▸ Data shown:
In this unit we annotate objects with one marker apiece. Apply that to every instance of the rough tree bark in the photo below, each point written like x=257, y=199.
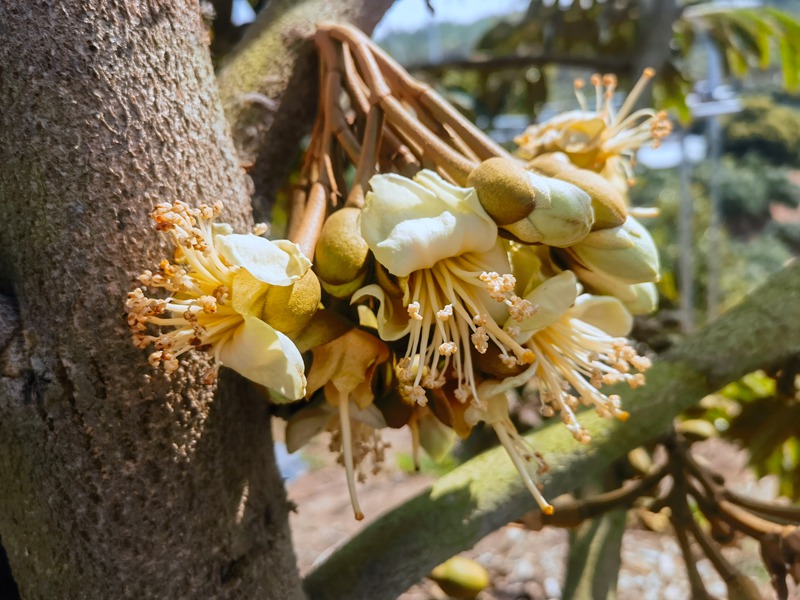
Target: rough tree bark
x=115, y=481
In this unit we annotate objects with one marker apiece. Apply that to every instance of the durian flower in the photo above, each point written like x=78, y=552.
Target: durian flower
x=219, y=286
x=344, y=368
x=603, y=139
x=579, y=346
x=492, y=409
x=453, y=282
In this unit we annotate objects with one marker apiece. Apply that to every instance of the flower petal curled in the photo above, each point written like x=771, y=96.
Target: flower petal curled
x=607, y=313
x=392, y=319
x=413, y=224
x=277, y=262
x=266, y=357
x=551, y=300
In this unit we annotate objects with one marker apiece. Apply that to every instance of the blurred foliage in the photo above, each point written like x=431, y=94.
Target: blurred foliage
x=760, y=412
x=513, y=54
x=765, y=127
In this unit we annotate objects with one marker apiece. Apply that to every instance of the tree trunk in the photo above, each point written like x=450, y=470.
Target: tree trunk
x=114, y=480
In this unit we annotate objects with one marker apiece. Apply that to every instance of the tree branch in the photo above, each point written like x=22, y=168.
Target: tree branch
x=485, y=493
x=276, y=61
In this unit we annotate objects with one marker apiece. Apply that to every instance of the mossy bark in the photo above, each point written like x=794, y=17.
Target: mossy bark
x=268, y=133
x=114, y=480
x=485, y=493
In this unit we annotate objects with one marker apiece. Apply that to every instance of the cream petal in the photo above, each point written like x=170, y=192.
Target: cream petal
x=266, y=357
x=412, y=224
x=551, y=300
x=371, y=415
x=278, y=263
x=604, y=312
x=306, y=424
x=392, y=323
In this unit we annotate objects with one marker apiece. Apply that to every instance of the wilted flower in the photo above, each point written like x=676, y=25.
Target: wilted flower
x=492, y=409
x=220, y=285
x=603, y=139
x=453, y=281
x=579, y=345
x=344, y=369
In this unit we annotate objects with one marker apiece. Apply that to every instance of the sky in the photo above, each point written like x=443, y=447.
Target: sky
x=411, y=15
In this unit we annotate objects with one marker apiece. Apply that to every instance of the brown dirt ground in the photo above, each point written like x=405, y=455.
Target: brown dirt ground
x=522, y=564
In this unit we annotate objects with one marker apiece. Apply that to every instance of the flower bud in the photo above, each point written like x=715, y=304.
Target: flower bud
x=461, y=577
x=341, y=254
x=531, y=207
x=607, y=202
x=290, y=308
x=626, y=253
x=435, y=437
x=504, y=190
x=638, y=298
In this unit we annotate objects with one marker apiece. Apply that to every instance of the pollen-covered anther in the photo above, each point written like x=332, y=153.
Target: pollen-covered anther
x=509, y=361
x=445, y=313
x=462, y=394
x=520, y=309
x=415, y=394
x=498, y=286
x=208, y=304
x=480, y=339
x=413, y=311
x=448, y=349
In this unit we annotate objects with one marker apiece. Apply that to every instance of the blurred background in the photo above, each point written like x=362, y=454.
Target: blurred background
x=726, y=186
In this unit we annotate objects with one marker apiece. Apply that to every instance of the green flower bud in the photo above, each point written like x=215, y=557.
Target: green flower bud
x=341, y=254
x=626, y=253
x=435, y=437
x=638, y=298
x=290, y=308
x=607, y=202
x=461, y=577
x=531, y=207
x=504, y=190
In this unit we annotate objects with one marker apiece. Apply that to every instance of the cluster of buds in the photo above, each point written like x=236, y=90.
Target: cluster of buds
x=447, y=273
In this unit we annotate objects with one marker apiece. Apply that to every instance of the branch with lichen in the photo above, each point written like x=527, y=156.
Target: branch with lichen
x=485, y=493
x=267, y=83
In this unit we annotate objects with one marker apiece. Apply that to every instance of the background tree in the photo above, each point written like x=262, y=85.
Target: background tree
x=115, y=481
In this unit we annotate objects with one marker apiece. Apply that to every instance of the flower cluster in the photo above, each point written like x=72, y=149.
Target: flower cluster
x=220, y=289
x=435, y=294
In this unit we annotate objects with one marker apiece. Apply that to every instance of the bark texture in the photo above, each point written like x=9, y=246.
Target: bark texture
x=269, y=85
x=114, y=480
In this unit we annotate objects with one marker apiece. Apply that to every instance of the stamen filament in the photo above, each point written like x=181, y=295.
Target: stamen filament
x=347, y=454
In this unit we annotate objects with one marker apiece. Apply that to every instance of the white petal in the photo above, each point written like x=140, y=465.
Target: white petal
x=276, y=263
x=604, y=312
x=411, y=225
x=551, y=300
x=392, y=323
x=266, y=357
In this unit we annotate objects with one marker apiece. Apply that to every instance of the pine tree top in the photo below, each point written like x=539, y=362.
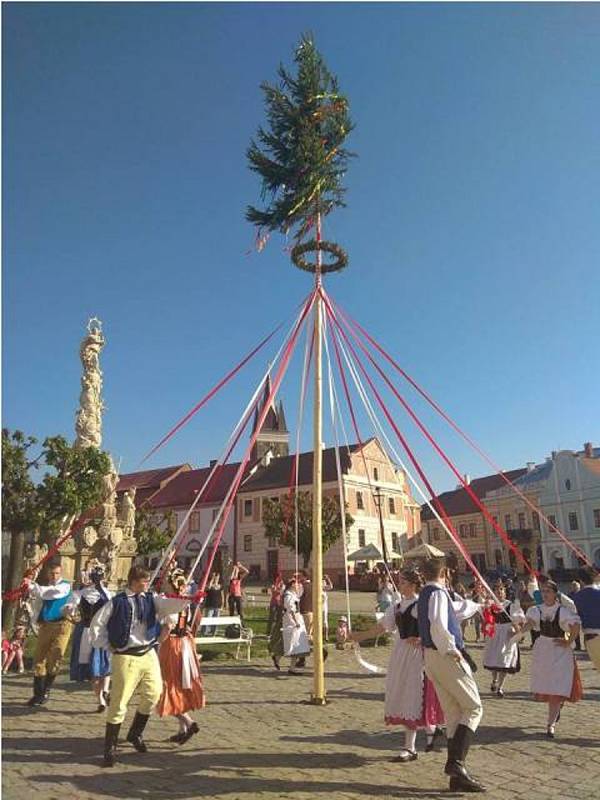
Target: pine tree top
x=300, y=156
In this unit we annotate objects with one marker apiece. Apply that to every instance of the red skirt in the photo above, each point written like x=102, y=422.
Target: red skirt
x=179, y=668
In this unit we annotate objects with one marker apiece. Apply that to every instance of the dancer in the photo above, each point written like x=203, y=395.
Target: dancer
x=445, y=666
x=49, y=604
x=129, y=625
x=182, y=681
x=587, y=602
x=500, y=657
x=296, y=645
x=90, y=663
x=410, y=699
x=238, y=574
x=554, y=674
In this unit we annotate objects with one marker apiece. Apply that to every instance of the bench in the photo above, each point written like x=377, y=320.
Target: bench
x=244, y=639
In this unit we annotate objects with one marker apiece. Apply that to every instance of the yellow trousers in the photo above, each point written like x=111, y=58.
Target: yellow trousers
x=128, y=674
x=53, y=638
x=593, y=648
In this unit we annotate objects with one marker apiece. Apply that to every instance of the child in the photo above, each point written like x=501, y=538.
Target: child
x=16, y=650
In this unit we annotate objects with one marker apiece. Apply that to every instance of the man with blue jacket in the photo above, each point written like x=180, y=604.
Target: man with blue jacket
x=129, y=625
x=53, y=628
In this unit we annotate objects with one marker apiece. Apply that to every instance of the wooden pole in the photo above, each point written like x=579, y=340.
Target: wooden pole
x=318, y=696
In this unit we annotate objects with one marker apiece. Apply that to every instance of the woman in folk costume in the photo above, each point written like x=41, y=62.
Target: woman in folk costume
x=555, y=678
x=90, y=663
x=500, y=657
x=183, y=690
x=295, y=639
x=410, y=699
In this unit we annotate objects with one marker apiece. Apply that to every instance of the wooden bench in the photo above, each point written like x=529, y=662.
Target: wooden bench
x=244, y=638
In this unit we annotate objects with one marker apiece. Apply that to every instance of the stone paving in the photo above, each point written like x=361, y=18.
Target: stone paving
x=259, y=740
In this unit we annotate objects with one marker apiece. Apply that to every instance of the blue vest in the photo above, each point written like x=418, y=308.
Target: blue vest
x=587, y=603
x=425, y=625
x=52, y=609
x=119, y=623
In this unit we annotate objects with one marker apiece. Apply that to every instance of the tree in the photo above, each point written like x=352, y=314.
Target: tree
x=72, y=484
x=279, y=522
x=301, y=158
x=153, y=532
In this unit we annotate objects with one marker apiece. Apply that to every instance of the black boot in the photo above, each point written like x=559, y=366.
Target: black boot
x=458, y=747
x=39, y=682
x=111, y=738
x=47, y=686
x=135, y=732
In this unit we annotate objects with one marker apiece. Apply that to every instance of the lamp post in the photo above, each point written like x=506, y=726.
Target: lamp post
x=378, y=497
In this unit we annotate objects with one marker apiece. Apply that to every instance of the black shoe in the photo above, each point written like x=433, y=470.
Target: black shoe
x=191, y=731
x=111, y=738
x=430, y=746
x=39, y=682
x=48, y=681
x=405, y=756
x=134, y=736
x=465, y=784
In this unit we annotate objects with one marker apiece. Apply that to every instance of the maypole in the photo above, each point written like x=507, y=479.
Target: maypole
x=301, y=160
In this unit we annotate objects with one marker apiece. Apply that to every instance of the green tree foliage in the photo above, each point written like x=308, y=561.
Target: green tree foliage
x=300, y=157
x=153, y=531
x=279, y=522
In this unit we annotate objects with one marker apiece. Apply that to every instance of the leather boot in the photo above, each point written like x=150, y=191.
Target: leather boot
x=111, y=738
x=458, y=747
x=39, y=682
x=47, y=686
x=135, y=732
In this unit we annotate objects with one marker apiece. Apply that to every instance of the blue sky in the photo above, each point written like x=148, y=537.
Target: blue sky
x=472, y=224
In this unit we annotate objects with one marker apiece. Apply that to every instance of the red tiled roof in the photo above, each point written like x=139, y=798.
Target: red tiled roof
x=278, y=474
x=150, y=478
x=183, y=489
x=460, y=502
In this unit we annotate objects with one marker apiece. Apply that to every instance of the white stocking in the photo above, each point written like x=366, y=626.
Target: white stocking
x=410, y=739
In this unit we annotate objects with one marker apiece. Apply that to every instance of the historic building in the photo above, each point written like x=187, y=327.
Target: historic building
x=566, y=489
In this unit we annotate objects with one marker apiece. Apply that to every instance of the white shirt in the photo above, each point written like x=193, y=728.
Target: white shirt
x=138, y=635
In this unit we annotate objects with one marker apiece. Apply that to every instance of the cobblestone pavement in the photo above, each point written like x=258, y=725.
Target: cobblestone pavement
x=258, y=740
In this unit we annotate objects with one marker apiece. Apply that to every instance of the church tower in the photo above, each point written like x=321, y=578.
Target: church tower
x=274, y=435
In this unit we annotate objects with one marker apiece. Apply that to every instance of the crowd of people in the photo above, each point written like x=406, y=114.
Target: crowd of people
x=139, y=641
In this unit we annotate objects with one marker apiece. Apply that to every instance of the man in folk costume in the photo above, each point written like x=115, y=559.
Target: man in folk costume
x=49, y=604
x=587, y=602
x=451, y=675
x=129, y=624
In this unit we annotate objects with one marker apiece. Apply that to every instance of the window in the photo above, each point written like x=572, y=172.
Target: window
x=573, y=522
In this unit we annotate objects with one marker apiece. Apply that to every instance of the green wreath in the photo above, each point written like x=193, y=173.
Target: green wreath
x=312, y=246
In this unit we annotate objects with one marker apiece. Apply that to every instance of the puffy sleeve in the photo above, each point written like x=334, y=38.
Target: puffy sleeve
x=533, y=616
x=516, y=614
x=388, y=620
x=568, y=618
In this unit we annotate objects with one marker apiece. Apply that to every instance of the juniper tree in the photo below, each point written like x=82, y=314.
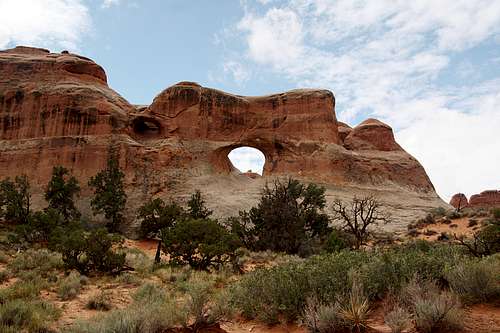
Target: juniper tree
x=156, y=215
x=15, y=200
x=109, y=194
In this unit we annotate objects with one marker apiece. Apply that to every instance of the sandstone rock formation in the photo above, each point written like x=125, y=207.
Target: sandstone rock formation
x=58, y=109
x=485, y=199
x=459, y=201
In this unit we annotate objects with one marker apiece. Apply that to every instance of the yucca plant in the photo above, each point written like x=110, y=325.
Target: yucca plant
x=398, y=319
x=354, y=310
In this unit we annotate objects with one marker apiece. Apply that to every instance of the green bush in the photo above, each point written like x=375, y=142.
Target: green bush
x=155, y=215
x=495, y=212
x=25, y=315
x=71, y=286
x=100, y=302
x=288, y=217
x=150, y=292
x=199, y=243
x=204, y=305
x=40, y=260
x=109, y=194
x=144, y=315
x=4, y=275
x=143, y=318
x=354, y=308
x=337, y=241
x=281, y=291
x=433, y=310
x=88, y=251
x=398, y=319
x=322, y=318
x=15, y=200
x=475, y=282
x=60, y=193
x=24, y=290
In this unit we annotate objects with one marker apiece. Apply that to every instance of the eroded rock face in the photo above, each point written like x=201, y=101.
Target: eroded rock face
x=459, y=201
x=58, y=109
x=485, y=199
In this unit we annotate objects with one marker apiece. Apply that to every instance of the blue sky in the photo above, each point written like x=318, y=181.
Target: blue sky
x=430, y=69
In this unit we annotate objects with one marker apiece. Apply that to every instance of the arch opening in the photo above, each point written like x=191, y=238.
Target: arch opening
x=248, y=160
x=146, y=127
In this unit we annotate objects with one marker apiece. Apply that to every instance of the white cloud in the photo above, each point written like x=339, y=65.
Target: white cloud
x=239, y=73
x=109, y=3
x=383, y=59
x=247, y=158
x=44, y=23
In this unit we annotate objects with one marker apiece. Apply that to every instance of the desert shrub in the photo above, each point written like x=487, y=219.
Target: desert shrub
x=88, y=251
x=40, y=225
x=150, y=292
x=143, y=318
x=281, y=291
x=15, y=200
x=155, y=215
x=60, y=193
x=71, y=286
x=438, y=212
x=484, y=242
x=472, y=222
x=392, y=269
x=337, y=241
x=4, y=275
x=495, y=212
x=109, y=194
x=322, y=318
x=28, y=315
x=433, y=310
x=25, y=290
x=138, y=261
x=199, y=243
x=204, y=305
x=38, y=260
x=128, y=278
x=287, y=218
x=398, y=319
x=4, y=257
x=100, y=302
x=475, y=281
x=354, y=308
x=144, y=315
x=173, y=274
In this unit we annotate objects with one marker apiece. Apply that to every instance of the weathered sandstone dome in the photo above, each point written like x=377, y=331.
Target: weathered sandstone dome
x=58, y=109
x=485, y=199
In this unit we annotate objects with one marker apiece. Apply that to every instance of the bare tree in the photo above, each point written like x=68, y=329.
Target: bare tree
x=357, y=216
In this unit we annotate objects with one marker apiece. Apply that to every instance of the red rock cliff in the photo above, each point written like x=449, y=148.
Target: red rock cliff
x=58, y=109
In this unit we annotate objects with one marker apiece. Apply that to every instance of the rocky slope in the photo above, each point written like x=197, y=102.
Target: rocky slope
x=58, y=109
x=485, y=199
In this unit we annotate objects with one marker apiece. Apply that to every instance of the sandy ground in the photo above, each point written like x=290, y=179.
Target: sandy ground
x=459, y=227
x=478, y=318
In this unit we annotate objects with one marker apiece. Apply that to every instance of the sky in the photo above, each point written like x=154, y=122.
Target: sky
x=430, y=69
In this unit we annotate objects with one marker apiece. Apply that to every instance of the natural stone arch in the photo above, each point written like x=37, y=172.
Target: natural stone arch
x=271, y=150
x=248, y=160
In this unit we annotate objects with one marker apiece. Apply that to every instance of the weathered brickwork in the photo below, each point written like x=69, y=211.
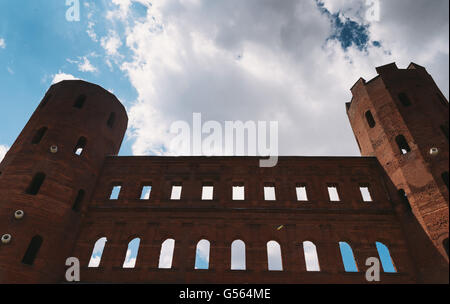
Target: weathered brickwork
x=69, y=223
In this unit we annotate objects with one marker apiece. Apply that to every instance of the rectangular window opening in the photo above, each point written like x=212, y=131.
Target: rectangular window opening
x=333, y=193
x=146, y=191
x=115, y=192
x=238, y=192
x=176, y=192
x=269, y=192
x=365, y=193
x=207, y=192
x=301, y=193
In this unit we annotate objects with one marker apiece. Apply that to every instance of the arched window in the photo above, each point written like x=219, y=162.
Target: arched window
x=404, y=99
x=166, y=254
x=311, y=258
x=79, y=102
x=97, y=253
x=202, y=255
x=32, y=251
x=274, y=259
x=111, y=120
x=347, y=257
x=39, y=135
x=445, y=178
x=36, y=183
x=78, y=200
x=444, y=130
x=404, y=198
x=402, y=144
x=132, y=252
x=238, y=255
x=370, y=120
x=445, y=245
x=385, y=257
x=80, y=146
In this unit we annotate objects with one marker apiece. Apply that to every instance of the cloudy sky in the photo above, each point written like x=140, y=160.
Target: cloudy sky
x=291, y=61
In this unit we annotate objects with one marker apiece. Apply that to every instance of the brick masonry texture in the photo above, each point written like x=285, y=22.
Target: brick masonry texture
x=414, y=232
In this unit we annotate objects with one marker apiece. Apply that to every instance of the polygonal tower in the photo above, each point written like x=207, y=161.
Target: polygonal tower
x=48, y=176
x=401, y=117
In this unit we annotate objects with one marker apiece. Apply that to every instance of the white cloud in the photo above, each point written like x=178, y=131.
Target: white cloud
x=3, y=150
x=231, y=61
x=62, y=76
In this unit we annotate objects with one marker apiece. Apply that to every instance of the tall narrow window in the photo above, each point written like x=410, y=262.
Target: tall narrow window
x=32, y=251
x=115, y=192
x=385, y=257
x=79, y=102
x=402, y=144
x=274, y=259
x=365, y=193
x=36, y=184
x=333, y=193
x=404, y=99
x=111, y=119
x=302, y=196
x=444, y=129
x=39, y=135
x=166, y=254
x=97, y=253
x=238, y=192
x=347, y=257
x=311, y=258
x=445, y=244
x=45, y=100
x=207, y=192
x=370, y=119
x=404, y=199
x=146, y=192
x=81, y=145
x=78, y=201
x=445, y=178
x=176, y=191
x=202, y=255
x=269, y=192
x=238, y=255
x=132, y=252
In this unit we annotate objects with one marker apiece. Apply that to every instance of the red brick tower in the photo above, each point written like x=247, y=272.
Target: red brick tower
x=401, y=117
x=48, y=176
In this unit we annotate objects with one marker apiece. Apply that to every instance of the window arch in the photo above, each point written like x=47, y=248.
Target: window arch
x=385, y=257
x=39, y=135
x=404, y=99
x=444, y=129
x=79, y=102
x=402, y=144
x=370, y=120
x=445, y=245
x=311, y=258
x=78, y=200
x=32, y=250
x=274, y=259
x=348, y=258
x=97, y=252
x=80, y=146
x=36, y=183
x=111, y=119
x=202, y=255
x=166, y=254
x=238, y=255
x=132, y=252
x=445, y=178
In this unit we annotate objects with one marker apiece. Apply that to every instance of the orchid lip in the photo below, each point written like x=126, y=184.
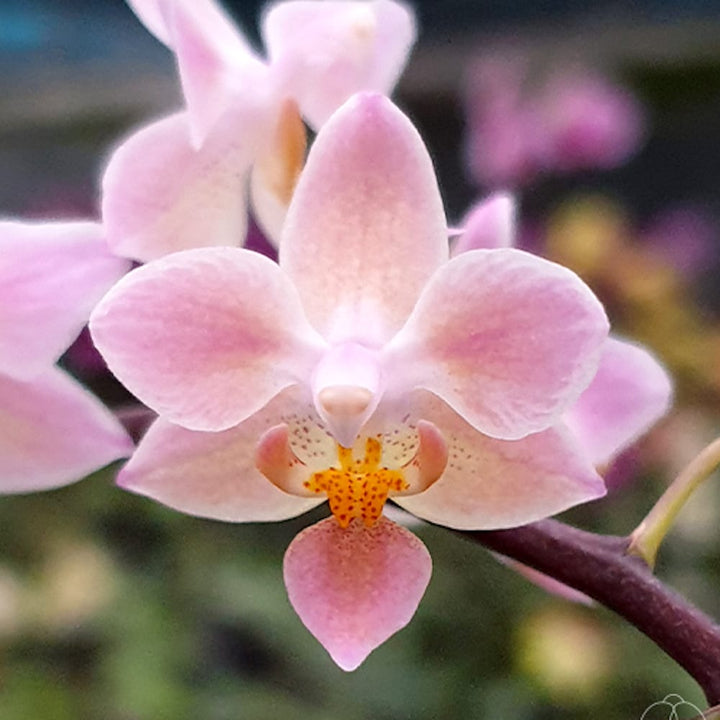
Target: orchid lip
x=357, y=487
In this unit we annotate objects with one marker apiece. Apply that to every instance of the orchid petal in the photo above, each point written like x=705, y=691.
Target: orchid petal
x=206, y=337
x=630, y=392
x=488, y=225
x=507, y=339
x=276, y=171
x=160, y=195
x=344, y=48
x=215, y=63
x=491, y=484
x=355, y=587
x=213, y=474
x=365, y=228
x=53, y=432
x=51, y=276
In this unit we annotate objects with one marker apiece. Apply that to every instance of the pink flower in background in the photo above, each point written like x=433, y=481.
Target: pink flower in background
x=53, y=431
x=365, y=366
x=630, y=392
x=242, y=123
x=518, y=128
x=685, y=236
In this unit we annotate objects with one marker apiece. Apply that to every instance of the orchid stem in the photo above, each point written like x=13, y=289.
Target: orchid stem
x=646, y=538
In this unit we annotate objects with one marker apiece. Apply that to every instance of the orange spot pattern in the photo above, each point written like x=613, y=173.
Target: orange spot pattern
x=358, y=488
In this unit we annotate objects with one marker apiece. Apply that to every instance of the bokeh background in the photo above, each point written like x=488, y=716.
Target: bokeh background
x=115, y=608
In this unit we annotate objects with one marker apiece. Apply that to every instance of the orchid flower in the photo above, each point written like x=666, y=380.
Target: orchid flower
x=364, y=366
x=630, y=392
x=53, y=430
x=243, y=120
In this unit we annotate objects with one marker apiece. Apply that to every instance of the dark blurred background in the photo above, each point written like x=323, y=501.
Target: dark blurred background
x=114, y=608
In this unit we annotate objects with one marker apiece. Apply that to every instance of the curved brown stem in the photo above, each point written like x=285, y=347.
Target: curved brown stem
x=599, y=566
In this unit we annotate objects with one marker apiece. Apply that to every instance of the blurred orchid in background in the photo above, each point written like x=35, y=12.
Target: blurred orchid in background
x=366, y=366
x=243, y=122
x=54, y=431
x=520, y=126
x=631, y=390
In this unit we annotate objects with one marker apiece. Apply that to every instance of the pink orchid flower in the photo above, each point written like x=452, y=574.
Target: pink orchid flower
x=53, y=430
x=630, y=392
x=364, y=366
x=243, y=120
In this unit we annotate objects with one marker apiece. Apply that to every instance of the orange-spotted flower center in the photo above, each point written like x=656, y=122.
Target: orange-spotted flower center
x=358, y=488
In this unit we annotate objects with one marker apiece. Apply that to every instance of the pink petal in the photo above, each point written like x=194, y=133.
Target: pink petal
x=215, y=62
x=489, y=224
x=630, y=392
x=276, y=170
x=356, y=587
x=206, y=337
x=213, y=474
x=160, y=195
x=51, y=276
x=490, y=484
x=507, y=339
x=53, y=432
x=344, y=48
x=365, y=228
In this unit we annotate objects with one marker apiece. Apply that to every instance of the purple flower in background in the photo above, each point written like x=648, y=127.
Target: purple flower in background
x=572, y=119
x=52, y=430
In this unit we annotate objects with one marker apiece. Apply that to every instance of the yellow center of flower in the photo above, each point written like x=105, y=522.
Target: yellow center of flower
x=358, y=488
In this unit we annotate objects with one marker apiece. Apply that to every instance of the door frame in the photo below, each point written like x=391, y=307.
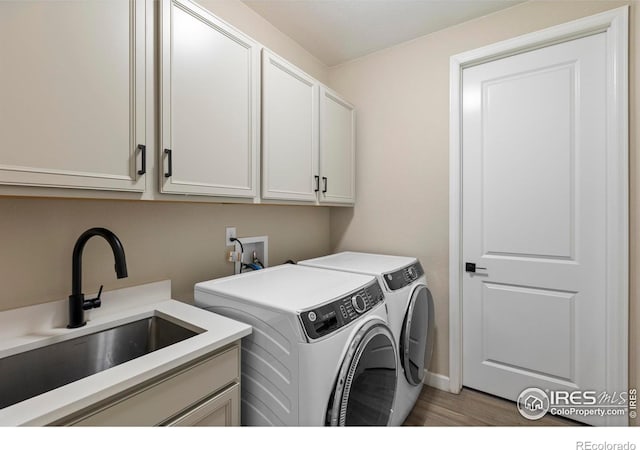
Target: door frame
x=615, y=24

▸ Work to complete:
Express the lines from the very first one above through the line containing "x=453, y=282", both included, as a JSON list of strings with one string per line. Skip blank lines and leave the pictures out.

▸ Output below:
[
  "In this unit we annotate objects with one marker apiece. Apply that to every instance of the rough tree bark in the photo below, each point written like x=257, y=199.",
  "Target: rough tree bark",
  "x=115, y=481",
  "In this unit we annotate objects with one marker apiece. Apply that to every instance of the durian flower in the photo above, each point written like x=78, y=552.",
  "Target: durian flower",
  "x=219, y=286",
  "x=344, y=368",
  "x=603, y=139",
  "x=579, y=346",
  "x=492, y=409",
  "x=453, y=282"
]